**Work to complete:** All lines holding the string "outline" should be copied from the data below.

Saved data entries
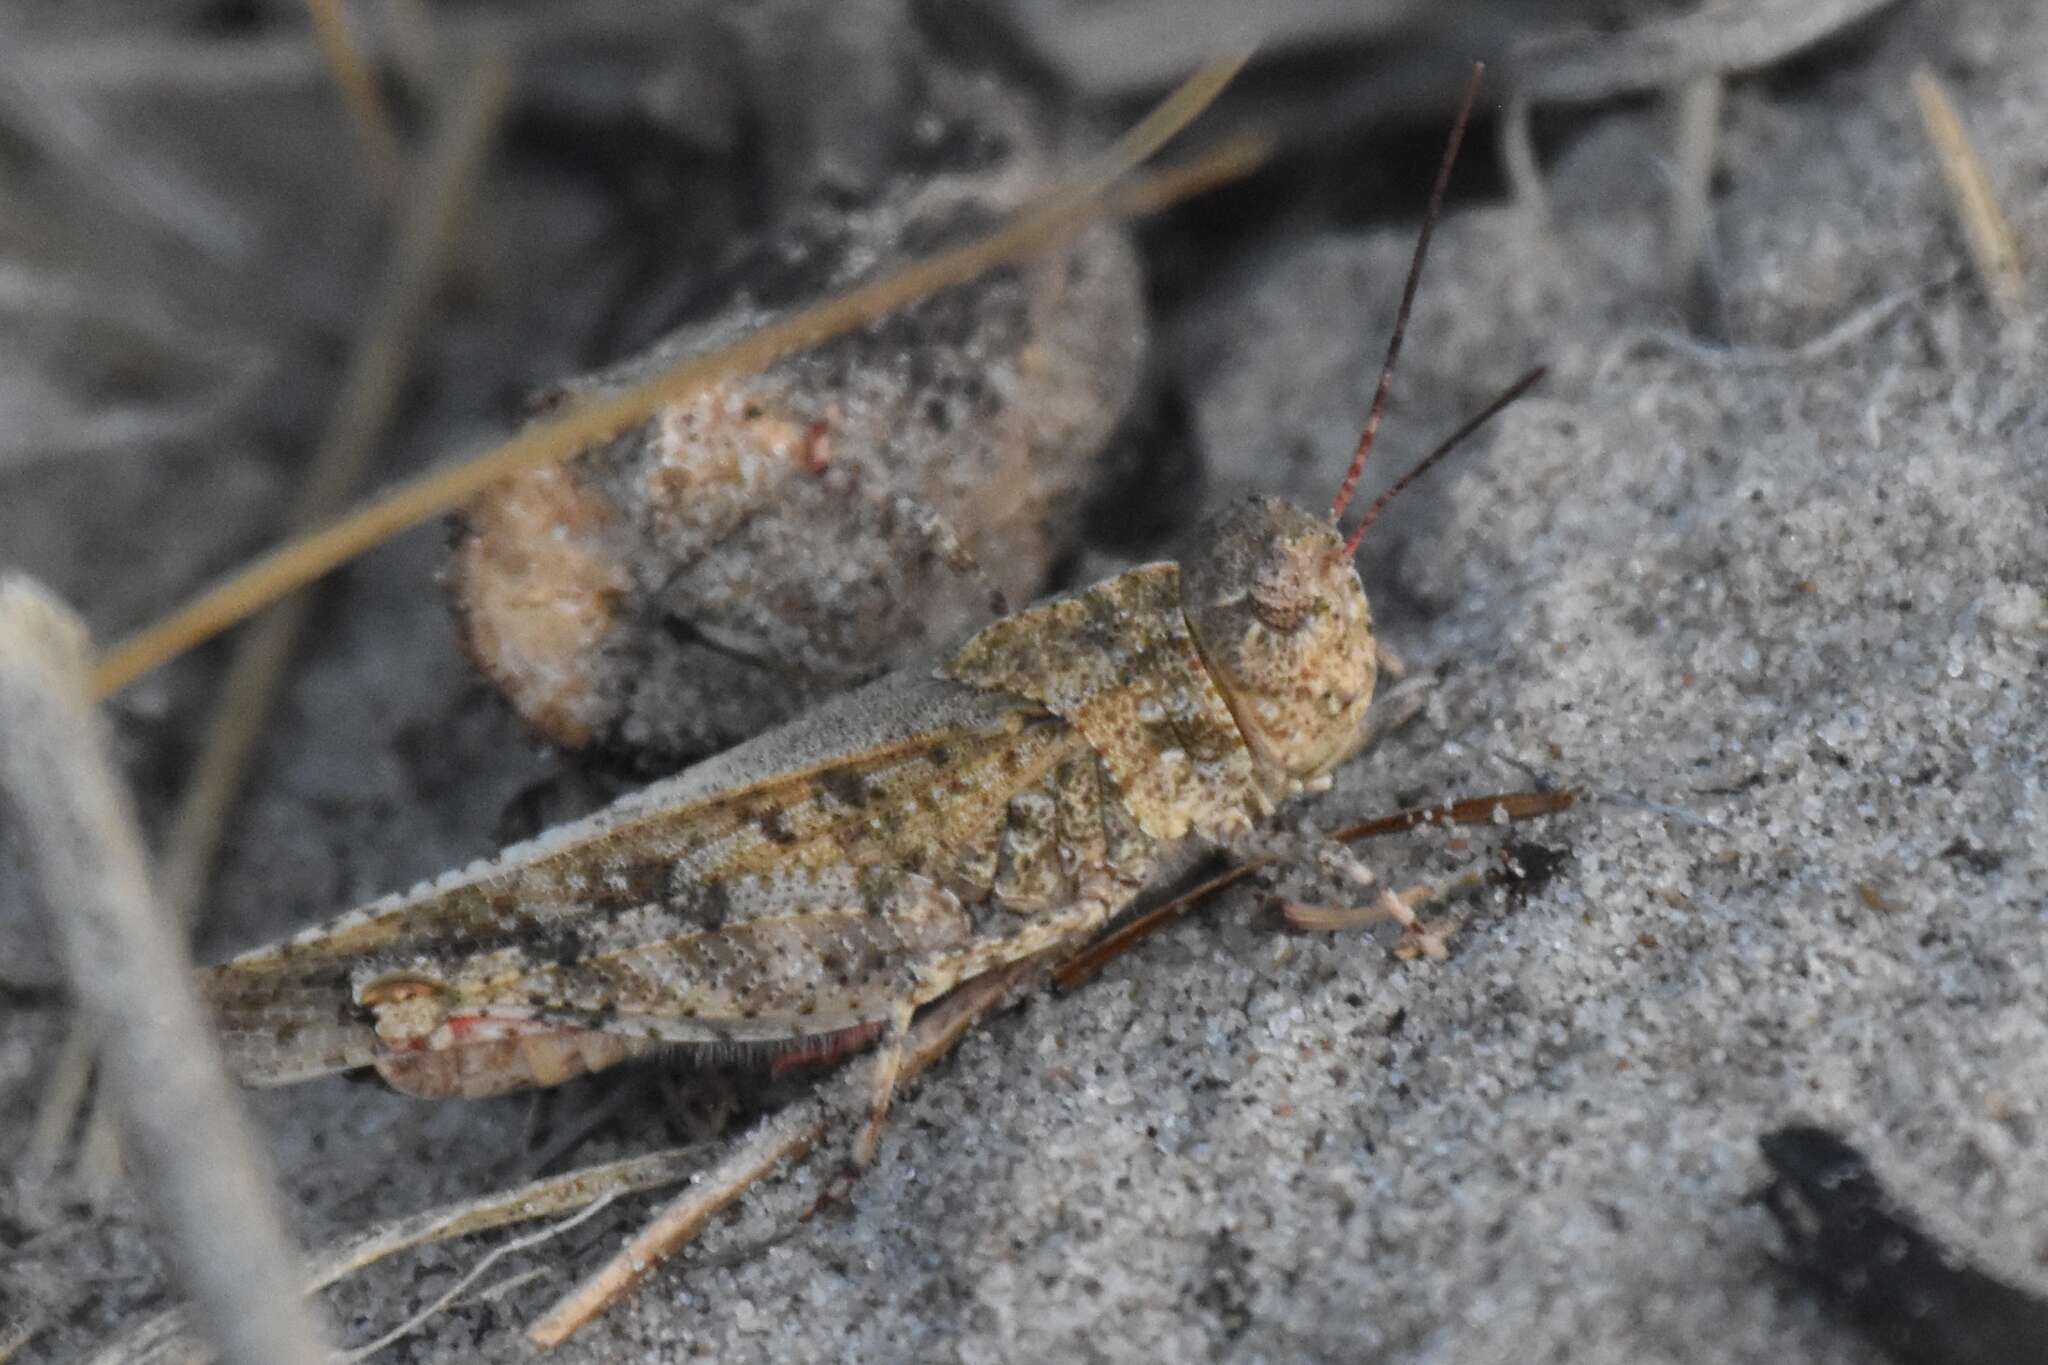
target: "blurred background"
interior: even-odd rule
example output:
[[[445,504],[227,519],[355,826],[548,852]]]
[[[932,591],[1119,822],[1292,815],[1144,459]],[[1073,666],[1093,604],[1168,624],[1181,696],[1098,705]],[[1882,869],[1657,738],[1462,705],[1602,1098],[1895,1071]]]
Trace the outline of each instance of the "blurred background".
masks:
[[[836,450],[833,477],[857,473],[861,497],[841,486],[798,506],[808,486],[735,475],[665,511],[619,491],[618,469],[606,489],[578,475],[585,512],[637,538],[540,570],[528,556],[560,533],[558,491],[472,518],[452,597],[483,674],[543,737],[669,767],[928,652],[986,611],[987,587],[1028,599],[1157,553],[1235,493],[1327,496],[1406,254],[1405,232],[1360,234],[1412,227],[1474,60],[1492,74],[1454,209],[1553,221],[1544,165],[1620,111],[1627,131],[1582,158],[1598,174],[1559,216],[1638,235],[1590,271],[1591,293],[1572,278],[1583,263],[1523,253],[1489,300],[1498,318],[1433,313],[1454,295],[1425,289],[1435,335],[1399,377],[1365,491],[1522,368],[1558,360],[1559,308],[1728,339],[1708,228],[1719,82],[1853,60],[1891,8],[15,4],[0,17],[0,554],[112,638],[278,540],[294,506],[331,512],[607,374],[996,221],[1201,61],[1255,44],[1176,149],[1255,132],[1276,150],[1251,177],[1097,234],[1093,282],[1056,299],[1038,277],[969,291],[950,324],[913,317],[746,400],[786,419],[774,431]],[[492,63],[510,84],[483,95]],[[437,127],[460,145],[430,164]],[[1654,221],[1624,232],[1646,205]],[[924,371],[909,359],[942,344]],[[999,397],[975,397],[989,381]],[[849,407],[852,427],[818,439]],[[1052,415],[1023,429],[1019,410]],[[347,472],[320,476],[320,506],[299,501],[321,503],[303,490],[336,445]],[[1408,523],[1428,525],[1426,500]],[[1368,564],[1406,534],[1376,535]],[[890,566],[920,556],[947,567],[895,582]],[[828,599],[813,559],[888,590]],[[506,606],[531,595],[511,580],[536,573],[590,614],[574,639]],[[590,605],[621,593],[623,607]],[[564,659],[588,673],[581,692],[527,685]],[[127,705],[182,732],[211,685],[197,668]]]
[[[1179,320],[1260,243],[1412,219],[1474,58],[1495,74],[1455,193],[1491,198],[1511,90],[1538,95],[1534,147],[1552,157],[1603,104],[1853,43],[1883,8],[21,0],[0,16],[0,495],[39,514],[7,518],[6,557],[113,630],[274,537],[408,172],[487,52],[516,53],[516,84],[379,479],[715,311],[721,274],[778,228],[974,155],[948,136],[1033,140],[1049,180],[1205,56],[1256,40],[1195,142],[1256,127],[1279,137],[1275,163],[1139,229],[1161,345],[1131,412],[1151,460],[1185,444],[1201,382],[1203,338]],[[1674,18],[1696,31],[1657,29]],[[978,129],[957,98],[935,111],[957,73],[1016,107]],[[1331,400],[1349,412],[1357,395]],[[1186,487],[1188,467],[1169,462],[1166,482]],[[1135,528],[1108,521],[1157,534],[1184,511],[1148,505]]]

---

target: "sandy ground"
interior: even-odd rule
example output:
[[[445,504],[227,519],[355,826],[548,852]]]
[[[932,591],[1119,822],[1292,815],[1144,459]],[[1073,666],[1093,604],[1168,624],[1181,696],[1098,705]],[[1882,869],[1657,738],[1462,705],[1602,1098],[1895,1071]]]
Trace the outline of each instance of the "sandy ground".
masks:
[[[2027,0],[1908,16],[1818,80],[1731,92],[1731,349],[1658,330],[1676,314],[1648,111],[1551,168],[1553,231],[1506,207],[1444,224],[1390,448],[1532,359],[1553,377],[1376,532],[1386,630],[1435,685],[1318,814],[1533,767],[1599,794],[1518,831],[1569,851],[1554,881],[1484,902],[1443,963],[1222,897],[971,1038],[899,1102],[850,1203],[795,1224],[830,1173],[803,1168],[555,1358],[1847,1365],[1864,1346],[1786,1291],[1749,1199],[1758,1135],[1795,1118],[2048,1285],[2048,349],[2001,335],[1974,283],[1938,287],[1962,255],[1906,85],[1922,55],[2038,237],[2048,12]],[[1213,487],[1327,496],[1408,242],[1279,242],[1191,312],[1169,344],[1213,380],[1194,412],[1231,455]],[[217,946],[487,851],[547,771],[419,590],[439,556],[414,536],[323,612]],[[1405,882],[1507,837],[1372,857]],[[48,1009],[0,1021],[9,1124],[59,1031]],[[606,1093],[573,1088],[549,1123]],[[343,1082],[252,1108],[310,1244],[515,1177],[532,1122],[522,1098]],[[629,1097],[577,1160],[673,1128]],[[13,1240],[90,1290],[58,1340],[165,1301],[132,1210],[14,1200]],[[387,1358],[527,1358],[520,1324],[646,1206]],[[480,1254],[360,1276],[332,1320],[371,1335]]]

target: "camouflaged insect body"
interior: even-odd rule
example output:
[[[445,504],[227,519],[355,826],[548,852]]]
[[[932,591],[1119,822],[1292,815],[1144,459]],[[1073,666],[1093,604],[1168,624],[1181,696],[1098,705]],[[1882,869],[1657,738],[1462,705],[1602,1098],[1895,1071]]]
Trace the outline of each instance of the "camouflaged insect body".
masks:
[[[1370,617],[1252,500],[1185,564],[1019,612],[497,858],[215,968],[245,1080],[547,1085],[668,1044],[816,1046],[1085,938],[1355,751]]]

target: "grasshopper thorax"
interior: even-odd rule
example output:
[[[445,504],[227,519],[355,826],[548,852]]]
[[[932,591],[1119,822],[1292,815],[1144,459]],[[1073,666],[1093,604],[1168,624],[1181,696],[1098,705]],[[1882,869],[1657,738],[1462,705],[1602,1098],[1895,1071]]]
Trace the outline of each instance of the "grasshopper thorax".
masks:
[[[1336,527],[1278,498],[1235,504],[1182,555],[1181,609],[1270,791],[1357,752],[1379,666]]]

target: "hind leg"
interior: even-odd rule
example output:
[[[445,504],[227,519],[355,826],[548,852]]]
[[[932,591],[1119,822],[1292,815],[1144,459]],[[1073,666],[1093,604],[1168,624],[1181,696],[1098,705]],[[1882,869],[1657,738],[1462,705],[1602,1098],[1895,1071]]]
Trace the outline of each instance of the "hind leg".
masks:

---

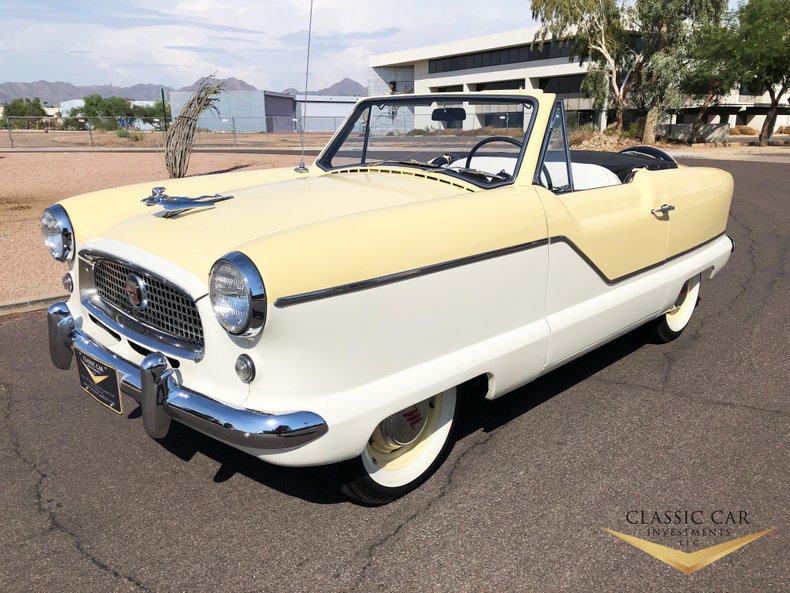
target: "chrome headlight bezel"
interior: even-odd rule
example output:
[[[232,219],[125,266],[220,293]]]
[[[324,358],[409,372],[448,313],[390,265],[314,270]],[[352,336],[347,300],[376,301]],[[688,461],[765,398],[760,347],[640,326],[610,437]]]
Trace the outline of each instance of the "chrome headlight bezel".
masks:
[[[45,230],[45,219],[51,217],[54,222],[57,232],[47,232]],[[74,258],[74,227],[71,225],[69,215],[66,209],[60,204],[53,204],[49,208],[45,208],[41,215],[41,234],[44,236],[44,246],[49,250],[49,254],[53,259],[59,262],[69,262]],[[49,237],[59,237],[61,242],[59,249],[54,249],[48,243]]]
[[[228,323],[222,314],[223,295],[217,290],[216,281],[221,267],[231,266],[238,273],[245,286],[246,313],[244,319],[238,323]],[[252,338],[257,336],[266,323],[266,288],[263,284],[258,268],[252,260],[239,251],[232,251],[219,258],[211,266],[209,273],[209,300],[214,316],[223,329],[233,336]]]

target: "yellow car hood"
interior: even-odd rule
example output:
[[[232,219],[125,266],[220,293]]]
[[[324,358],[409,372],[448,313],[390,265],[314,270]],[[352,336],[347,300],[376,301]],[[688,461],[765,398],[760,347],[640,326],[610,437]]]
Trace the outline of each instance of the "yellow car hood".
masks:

**Problem solution:**
Trace the outline of each instance of the "blurred background".
Trace the outline of each instance of the "sandy ground".
Trace the outline of each instance of the "camouflaged insect body".
Trace the outline of each instance of the "grasshopper thorax".
Trace the outline of each instance of the "hind leg".
Trace the outline of each instance of the "chrome headlight bezel".
Trace the outline of each instance of the "yellow car hood".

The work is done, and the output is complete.